**Required work:** Copy every one of the entries below word for word.

**Records shown:**
______

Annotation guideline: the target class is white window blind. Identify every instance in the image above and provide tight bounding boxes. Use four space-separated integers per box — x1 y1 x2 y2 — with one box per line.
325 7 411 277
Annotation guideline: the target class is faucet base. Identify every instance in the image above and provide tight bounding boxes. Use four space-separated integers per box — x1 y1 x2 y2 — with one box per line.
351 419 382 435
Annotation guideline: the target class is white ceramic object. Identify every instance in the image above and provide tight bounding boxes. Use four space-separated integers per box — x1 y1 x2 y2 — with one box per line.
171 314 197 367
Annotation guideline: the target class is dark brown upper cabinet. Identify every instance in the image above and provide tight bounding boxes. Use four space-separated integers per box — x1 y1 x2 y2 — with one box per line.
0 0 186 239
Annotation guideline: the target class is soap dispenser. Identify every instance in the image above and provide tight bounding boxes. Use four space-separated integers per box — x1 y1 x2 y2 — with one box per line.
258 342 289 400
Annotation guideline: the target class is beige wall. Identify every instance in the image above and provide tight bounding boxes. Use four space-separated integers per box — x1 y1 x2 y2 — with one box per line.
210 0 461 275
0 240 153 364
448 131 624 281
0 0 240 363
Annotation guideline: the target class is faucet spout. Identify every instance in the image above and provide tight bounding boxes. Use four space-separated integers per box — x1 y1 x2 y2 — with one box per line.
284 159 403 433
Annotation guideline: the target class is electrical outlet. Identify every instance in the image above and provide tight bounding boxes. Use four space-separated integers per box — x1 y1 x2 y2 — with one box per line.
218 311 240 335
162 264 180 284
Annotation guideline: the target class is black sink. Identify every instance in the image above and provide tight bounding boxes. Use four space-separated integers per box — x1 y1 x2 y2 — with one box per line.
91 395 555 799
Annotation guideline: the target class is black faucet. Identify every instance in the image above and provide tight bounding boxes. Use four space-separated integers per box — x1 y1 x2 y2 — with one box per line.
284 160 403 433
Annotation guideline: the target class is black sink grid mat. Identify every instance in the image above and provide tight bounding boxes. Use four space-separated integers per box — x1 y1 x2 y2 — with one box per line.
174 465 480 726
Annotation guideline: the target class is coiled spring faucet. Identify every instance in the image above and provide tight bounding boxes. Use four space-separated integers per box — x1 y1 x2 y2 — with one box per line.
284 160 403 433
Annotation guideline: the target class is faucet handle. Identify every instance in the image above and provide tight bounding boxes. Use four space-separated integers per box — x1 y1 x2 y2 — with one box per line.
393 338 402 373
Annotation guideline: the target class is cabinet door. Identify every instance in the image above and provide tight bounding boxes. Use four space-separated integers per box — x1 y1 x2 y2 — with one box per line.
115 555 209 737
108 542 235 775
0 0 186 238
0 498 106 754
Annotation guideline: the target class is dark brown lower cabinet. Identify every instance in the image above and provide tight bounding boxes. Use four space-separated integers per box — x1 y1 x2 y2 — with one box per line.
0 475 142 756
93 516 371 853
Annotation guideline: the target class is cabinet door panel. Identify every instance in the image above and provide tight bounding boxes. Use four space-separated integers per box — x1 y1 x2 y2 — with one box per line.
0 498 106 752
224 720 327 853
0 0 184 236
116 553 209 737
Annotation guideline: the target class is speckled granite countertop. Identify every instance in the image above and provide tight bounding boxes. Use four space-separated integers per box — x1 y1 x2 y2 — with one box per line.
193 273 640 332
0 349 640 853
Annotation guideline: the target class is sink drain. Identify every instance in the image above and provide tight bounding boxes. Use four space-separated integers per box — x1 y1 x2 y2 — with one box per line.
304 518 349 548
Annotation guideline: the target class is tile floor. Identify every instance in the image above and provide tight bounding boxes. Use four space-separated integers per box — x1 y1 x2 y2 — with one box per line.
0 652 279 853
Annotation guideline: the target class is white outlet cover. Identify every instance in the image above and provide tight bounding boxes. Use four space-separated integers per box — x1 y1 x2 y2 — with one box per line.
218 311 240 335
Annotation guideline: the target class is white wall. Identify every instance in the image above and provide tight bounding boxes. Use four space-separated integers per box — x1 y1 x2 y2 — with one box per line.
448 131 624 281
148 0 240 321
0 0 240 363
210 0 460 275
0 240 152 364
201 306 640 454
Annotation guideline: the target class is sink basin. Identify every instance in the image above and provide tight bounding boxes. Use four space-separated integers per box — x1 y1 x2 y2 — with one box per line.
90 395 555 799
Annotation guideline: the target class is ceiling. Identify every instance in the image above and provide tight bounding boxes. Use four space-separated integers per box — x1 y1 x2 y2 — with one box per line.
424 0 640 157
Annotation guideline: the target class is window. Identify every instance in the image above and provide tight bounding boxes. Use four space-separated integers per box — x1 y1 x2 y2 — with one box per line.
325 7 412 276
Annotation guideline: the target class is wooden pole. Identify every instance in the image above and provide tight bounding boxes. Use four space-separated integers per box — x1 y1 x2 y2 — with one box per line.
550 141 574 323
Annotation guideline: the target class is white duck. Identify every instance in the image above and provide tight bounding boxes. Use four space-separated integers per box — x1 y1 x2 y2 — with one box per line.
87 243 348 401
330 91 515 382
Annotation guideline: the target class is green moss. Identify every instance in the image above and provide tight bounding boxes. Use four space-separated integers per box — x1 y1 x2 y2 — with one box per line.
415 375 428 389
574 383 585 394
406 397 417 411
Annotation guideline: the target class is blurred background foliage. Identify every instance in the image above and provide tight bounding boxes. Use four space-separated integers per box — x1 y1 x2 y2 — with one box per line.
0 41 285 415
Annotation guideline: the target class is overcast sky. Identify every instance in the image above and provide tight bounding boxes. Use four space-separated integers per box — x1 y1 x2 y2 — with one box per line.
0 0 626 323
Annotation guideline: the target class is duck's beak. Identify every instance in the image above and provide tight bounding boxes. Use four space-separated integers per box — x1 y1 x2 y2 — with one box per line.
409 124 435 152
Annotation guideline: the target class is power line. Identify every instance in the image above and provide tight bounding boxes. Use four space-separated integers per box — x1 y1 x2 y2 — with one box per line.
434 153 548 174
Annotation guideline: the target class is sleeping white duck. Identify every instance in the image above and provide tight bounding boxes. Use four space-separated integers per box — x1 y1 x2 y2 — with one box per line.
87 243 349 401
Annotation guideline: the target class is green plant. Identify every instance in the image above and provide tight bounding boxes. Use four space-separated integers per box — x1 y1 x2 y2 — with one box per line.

______

**Response:**
Annotation guideline: the target class is white window blind. Identify every instance in the image above and provide tight bounding boxes. Use four space-separated integers per box — x1 y1 x2 y2 — with one box per line.
325 7 411 277
Annotation guideline: the target class is faucet base. Identify every instance in the image above and provide tight bounding boxes. Use four space-separated integers per box — x1 y1 x2 y2 — with one box per line.
351 419 382 435
Annotation guideline: the target class is white ceramic object. Identify every instance in the image above and provide tight bounding boxes. Use four space-separated integers per box — x1 y1 x2 y2 — with one box per line.
171 314 197 367
Annotation guideline: the target class is dark brown upper cabinet. Identify every instance in the image above and provide tight bounding boxes. Use four space-separated integers per box — x1 y1 x2 y2 — with one box per line.
0 0 186 239
Annotation guideline: the target class is soap dispenser. Identify every instance in the image above and provide tight bounding boxes. Use four space-separated integers per box — x1 y1 x2 y2 — with one box per line.
258 342 289 400
Annotation guideline: the target class is beige wall. Identify every instance in the image above and provide tight bounding boxes. Use four space-separated integers per box — x1 y1 x2 y2 — with one box per line.
210 0 461 275
0 240 153 364
448 131 624 281
0 0 240 363
Annotation guideline: the target class is faucet spout. Identify every instance in the image above and provide tight bounding boxes. Use four space-separated integers per box — x1 y1 x2 y2 — with one box per line.
284 159 403 433
Annotation guideline: the target class is electrical outlet. Identify every instance in the image above and provide tight bounding boxes. Use four space-separated integers per box — x1 y1 x2 y2 — with one box per line.
218 311 240 335
162 264 180 284
Annotation guideline: the target class is black sink. Identify every instance in the image above and provide tight bounding boxes. Use four space-separated integers per box — x1 y1 x2 y2 — with one box per line.
91 395 555 799
Annotation guideline: the target class is black faucet. Identify every instance in the image above and provide tight bounding boxes. Use four space-separated integers per box — x1 y1 x2 y2 — with one box per line.
284 160 403 433
Annotation guideline: the target class is black sink grid mat. Identify every instance in the image above and provide tight bounding boxes. Use four space-separated integers per box — x1 y1 x2 y2 — with one box per line.
174 465 480 726
Annotation guideline: the target class is coiled spring faucet. Identify every instance in the image above and provide tight bounding boxes. Use four space-separated integers per box — x1 y1 x2 y2 — with one box per line.
284 160 403 433
Annotation guideline: the target class is faucet handle. Identify every instance in the image above and provide tight bounding boxes. Use four space-separated integers per box — x1 y1 x2 y2 — with one box per line.
393 338 402 373
Annotation guideline: the target class is cabinet door. Identify every instance in the image above and provide tight bounding boxes. Use four space-separated integers per box — x1 y1 x2 y2 — with one box per line.
115 555 209 737
108 542 235 775
0 0 186 238
0 498 106 754
Annotation guideline: the target class is dark brown lower cabinet. Identify every instance in the image above and provide tight bounding boxes. Use four space-separated integers per box — x1 y1 x2 y2 — with one box per line.
0 475 142 756
93 516 371 853
Annotation guideline: the target class is cabinet door panel. Identify every instance in the image above and provide tight bounding boxes. Use four space-separated integers per box — x1 y1 x2 y2 — with one box per line.
0 498 106 752
224 720 327 853
0 0 184 236
116 553 209 737
Annotation guideline: the target class is speckled granite countertop. Identify every instance in the image above and provide tight bounding boxes. Use four space-separated integers per box — x1 y1 x2 y2 — with one box per line.
193 273 640 332
0 349 640 853
Annotation guideline: the target class is sink drain. Identify every instance in the image above and provide tight bounding boxes. Use four space-separated integers per box — x1 y1 x2 y2 — with one box per line.
304 518 349 548
Annotation guideline: the target class is tile floor. Identify every instance in the image above and provide tight bounding boxes. Use four space-separated integers per box — x1 y1 x2 y2 — with one box per line.
0 652 279 853
Annotation guideline: the target class is white outlet cover. Identify every instance in the image above and provide tight bounding boxes. Use four space-separated integers per box — x1 y1 x2 y2 — with one box per line.
218 311 240 335
Annotation guideline: the target class is white wall. Identify every instance in the image above and provide tight bounding boxes. Use four space-separated integers per box — x1 y1 x2 y2 — with one box per line.
448 131 624 281
148 0 240 321
0 0 240 363
210 0 460 275
0 240 152 364
201 306 640 454
Annotation guideline: the target class is sink basin. Identify every instance in the image above and provide tight bounding boxes. Use four space-separated integers per box — x1 y1 x2 y2 — with one box per line.
90 395 555 799
Annotation guideline: the target class is ceiling. Identify every instance in the image above and provide tight bounding boxes. Use four space-separated integers per box — x1 y1 x2 y2 — with one box per line.
424 0 640 157
Annotation guideline: the target class is window. Identify every instance in the image above and provide tight bounding boxes. Use four space-separated integers per box — x1 y1 x2 y2 — with one box per line.
325 7 412 276
Annotation guideline: the target class is wooden pole. Identify every instance in the image above and provide tight bounding boxes. Use four space-separated integers per box — x1 y1 x2 y2 — with one box per line.
550 141 574 323
Annotation guideline: the target class is white duck. Identify every instance in the image above and provide tight bounding boxes. Use four space-separated integers per box — x1 y1 x2 y2 — with one box per line.
87 243 348 401
330 91 515 382
Annotation guideline: the target class is green moss. Identify every instance in the image above and provide tight bounding boxes. Use four space-separated integers per box — x1 y1 x2 y2 — with one box per line.
415 375 428 389
574 383 585 394
406 397 417 411
Annotation guideline: the target class is blurred background foliage. Identify every instance in the image above and provide tight bounding boxes. Use four space-separated integers per box — x1 y1 x2 y2 — with one box per line.
0 41 285 415
Annotation guideline: the target class is overcast sky. Identify every instance in the image above and provide tight bounding boxes. Use four space-separated integers per box — x1 y1 x2 y2 — with one box per line.
0 0 626 323
Annotation guideline: the target class is duck's beak. Identify every instance in the image above and provide tight bounding boxes. Use four space-separated integers per box — x1 y1 x2 y2 — with one box per line.
409 124 435 152
Annotation guideline: the target class is power line. Identify every instance in the image above and provide tight bounding boxes. Use four space-separated integers per box — x1 y1 x2 y2 — with one box per line.
434 153 548 174
Annotation guideline: the target class is sleeping white duck. Identify every instance in the image above and provide tight bounding boxes. Use four space-separated integers per box — x1 y1 x2 y2 — with one box per line.
87 243 349 401
Annotation guideline: the target class is green plant. Identify every instance in the image above and provide tight bounding boxes. Use four space-separated integers per box — x1 y1 x2 y2 — with one box per line.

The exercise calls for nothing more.